REQUIRED WORK
1) In the passage on virus research and non-lethal weapons, since what war have non-lethal weapons been around?
2) From the passage on virus research and non-lethal weapons, reproduce the text starting with "4. Non-lethal weapons" and going on through "older military equipment).".

But when it is used to increase mammalian transmissibility and virulence, the altered viruses pose serious security and biosafety risks:

  • Those fighting to resume research claim that GOF research on viruses is both safe and important to science, insisting that no other form of research would be as productive.
  • Those who argue against this type of research note that the biosafety risks far outweigh the benefits. They point to hard evidence of human fallibility and the history of laboratory accidents and warn that the release of such a virus into the general population would have devastating effects.

4. Non-lethal weapons

At first it may seem absurd that types of weapons that have been around since WWI and not designed to kill could be an emerging ethical or policy dilemma. But consider the recent development and proliferation of non-lethal weapons such as laser missiles, blinding weapons, pain rays, sonic weapons, electric weapons, heat rays, disabling malodorants, as well as the use of gases and sprays in both the military and domestic police forces (which are often the beneficiaries of older military equipment).

Extracted items:
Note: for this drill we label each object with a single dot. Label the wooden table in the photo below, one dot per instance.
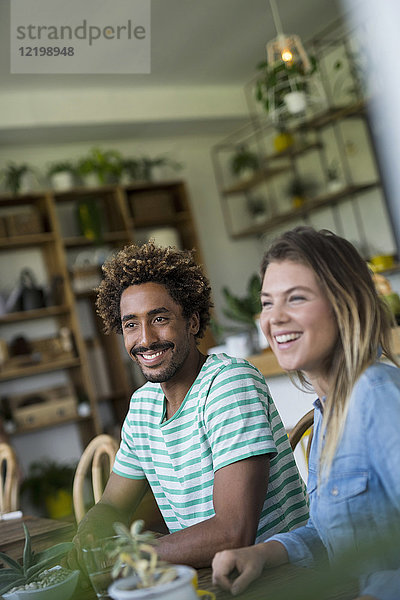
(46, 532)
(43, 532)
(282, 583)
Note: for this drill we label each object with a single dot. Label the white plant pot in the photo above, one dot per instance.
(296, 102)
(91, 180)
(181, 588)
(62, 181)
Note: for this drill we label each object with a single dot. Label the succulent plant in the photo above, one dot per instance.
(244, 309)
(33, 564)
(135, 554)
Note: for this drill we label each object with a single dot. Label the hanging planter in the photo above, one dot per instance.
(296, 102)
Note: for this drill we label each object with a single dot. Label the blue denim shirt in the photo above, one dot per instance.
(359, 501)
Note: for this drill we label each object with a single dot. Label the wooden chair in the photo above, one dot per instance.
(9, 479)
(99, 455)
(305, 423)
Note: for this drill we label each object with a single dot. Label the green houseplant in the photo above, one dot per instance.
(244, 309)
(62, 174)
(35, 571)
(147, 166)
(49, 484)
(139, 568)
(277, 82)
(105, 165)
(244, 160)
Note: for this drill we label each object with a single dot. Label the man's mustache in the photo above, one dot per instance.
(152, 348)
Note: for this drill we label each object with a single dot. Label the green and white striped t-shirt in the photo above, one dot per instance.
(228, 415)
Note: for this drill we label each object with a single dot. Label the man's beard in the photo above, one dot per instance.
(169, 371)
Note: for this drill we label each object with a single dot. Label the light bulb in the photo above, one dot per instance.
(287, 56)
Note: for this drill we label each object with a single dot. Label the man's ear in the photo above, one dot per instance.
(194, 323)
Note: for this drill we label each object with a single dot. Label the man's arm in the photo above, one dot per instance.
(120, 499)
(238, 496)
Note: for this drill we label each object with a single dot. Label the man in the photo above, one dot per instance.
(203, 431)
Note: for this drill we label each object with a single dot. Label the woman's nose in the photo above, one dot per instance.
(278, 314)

PROBLEM SOLUTIONS
1) Since WWI.

2)
4. Non-lethal weapons

At first it may seem absurd that types of weapons that have been around since WWI and not designed to kill could be an emerging ethical or policy dilemma. But consider the recent development and proliferation of non-lethal weapons such as laser missiles, blinding weapons, pain rays, sonic weapons, electric weapons, heat rays, disabling malodorants, as well as the use of gases and sprays in both the military and domestic police forces (which are often the beneficiaries of older military equipment).